Collected data:
== Segment start ==

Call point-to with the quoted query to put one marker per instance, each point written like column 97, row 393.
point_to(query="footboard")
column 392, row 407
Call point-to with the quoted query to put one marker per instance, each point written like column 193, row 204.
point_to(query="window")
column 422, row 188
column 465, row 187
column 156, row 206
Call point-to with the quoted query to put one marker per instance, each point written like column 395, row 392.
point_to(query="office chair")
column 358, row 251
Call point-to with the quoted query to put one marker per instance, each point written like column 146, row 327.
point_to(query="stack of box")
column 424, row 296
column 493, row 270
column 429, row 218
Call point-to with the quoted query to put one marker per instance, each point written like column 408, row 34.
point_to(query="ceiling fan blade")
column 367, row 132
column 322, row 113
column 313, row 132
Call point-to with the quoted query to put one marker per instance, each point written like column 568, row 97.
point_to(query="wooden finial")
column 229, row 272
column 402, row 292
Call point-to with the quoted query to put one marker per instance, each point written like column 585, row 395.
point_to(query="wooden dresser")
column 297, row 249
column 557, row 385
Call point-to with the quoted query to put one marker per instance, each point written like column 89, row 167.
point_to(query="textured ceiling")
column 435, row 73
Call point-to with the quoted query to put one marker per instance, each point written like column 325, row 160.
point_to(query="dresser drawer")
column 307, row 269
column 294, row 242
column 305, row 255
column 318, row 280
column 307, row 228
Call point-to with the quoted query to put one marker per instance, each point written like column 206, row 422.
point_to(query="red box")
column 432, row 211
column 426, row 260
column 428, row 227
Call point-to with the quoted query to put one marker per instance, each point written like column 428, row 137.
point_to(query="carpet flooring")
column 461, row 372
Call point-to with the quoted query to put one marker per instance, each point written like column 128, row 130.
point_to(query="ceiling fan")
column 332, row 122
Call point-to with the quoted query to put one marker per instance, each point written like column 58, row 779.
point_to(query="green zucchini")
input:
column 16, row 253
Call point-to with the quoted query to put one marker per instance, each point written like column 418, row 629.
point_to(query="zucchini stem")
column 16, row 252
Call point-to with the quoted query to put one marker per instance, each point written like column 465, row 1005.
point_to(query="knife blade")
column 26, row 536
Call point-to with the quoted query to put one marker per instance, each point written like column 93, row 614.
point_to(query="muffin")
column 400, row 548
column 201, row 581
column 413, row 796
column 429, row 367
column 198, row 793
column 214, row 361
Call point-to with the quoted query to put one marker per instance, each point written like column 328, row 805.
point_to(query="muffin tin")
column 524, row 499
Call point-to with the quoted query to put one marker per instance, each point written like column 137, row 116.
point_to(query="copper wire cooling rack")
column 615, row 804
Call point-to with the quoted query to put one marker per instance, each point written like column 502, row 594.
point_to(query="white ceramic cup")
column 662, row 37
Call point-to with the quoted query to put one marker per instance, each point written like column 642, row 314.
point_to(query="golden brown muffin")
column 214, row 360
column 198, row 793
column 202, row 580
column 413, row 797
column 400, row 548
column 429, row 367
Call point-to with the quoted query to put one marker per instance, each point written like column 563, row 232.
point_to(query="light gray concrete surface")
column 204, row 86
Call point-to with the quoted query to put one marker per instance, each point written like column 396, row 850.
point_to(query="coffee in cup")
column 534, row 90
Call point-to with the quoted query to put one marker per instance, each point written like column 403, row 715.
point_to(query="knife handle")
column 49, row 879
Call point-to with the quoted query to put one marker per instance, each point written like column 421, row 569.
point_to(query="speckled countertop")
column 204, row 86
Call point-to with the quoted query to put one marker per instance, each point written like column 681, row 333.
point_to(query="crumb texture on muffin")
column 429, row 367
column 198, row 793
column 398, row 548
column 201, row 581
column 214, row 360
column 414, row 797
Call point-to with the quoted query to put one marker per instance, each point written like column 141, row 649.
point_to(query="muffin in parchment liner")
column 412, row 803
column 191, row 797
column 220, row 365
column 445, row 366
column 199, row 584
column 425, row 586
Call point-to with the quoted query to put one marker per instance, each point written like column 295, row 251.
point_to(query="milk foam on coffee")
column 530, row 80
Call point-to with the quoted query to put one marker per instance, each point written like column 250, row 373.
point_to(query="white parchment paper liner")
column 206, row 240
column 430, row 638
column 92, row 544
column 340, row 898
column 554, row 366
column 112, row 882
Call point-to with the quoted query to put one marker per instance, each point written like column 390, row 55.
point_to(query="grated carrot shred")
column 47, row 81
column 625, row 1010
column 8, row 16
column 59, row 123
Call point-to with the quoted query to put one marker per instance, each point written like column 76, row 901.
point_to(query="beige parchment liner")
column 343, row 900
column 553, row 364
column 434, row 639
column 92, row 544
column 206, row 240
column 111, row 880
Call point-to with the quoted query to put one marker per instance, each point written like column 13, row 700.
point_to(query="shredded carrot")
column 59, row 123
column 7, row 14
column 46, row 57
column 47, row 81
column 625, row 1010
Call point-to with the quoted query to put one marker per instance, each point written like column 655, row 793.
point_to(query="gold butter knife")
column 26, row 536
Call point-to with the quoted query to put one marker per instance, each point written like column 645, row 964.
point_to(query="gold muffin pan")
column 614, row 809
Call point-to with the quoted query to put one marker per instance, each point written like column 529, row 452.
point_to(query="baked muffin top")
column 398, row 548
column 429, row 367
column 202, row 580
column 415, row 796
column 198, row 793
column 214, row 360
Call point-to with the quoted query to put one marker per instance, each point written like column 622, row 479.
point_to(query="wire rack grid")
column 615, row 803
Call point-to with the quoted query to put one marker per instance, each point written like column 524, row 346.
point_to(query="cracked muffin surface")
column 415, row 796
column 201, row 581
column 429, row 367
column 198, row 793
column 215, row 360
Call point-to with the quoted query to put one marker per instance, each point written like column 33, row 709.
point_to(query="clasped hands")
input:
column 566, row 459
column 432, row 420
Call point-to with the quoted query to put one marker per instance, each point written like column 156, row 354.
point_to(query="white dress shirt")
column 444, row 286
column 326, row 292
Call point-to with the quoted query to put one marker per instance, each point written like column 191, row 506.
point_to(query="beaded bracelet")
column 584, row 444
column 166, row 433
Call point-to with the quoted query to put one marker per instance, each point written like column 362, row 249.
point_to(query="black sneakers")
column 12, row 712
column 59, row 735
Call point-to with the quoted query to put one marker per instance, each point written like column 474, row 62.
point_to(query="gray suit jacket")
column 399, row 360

== Segment end ==

A faithful retyping of every entry above is the task.

RESULT BELOW:
Call point-to with the quoted query to put one marker per instance, each point written like column 97, row 393.
point_to(query="footboard")
column 392, row 407
Call point-to with the quoted query to put one marker per instance, each point written like column 193, row 204.
point_to(query="window")
column 422, row 188
column 465, row 187
column 156, row 206
Call point-to with the quoted query to put one marker per instance, each point written like column 395, row 392.
point_to(query="office chair")
column 358, row 251
Call point-to with the quoted query to put one marker per instance, each point written like column 146, row 327.
point_to(query="stack of box")
column 424, row 296
column 493, row 270
column 429, row 218
Call point-to with the quoted query to put one marker per instance, each point written like column 408, row 34.
point_to(query="ceiling fan blade")
column 367, row 132
column 322, row 113
column 313, row 132
Call point-to with the quoted query to put one marker per instance, each point written like column 568, row 97.
point_to(query="wooden finial")
column 229, row 272
column 402, row 292
Call point-to with the quoted query to put one marker per instance, each point written like column 585, row 395.
point_to(query="wooden dresser")
column 297, row 249
column 557, row 385
Call point-to with the quoted query to put one marker per instance, each point written like column 89, row 167.
point_to(query="textured ceiling")
column 435, row 73
Call point-to with the quoted query to put one marker per instance, each point written like column 325, row 160.
point_to(query="dresser drawer")
column 307, row 269
column 294, row 242
column 305, row 255
column 318, row 280
column 307, row 228
Call point-to with the quoted query to put one marker per instance, each point written like column 206, row 422.
point_to(query="red box")
column 432, row 211
column 426, row 260
column 428, row 227
Call point-to with the quoted query to put one marker per instance, each point written like column 428, row 137.
point_to(query="carpet flooring")
column 461, row 372
Call point-to with the quoted query to put one marker per instance, each point written like column 128, row 130.
point_to(query="ceiling fan")
column 332, row 122
Call point-to with the quoted query to put one marker per instance, each point written like column 58, row 779.
point_to(query="green zucchini")
input:
column 16, row 253
Call point-to with the quoted query to put one marker per instance, each point written like column 418, row 629.
point_to(query="zucchini stem")
column 16, row 252
Call point-to with the quoted query to put one marker per instance, each point written like column 465, row 1005.
point_to(query="knife blade")
column 26, row 536
Call point-to with the quoted query to put one marker per instance, each point written like column 93, row 614.
point_to(query="muffin")
column 400, row 548
column 201, row 581
column 413, row 796
column 429, row 367
column 198, row 793
column 214, row 361
Call point-to with the quoted query to put one marker per instance, each point written like column 328, row 805.
point_to(query="muffin tin")
column 524, row 499
Call point-to with the quoted query to put one marker per instance, each point written like column 137, row 116.
point_to(query="copper wire cooling rack")
column 615, row 804
Call point-to with the quoted query to put one marker per instance, each point written like column 502, row 594.
point_to(query="white ceramic cup")
column 662, row 37
Call point-to with the quoted query to put one marker per instance, each point written like column 642, row 314.
point_to(query="golden brown muffin")
column 214, row 360
column 198, row 793
column 202, row 580
column 413, row 797
column 400, row 548
column 429, row 367
Call point-to with the quoted query to put one marker per instance, each point written like column 563, row 232.
point_to(query="light gray concrete surface")
column 204, row 86
Call point-to with the quoted query to put one marker per instance, each point written like column 396, row 850.
point_to(query="coffee in cup")
column 534, row 90
Call point-to with the quoted query to put one marker per instance, each point written like column 403, row 715.
point_to(query="knife handle")
column 49, row 879
Call point-to with the quoted query to put one marker per instance, each point written like column 421, row 569.
point_to(query="speckled countertop")
column 204, row 86
Call point-to with the quoted query to put one marker per instance, each point written like column 681, row 333.
point_to(query="crumb texture on muffin")
column 429, row 367
column 198, row 793
column 398, row 548
column 201, row 581
column 214, row 360
column 414, row 797
Call point-to with the quoted query to put one marker per instance, each point written like column 141, row 649.
point_to(query="muffin in parchment liner")
column 412, row 803
column 191, row 797
column 220, row 365
column 445, row 366
column 199, row 584
column 425, row 586
Call point-to with the quoted query to put one marker per instance, each point written like column 295, row 251.
point_to(query="milk foam on coffee")
column 530, row 80
Call point-to with the quoted query to put one marker per instance, each point written like column 250, row 373.
point_to(query="white parchment paper liner")
column 206, row 240
column 430, row 638
column 92, row 544
column 340, row 898
column 554, row 366
column 112, row 882
Call point-to with the quoted query to put one marker per instance, each point written like column 390, row 55.
point_to(query="grated carrot shred")
column 47, row 81
column 625, row 1010
column 8, row 16
column 59, row 123
Call point-to with the quoted query to put one marker per instance, each point written like column 76, row 901.
point_to(query="beige parchment liner")
column 343, row 900
column 553, row 364
column 434, row 639
column 92, row 544
column 206, row 240
column 111, row 880
Call point-to with the quoted query to put one marker per instance, each point written like column 13, row 700.
point_to(query="shredded carrot")
column 59, row 123
column 7, row 14
column 46, row 57
column 47, row 81
column 625, row 1010
Call point-to with the quoted query to put one marker per instance, each point written like column 655, row 793.
point_to(query="gold butter knife")
column 26, row 536
Call point-to with the quoted query to put one marker per instance, each point written like column 645, row 964.
point_to(query="gold muffin pan")
column 614, row 809
Call point-to with the quoted query to put one marker per instance, each point written like column 529, row 452.
point_to(query="baked muffin top")
column 398, row 548
column 429, row 367
column 202, row 580
column 415, row 796
column 198, row 793
column 214, row 360
Call point-to with the quoted query to put one marker per instance, each point written like column 622, row 479.
point_to(query="wire rack grid")
column 615, row 803
Call point-to with the quoted query to put one marker per instance, each point written like column 524, row 346.
point_to(query="cracked muffin surface")
column 415, row 796
column 201, row 581
column 429, row 367
column 198, row 793
column 215, row 360
Call point-to with the quoted query to put one marker per instance, each point written like column 33, row 709.
point_to(query="clasped hands")
input:
column 566, row 459
column 432, row 420
Call point-to with the quoted query to put one marker per instance, each point written like column 156, row 354.
point_to(query="white dress shirt")
column 444, row 286
column 326, row 292
Call point-to with the quoted query to put one marker per instance, each point written like column 191, row 506.
point_to(query="beaded bracelet")
column 584, row 444
column 166, row 433
Call point-to with the quoted query to put one marker per instance, each point written like column 362, row 249.
point_to(query="black sneakers")
column 12, row 712
column 59, row 735
Call point-to with the quoted query to put one marker per instance, each point written like column 474, row 62.
point_to(query="gray suit jacket")
column 399, row 360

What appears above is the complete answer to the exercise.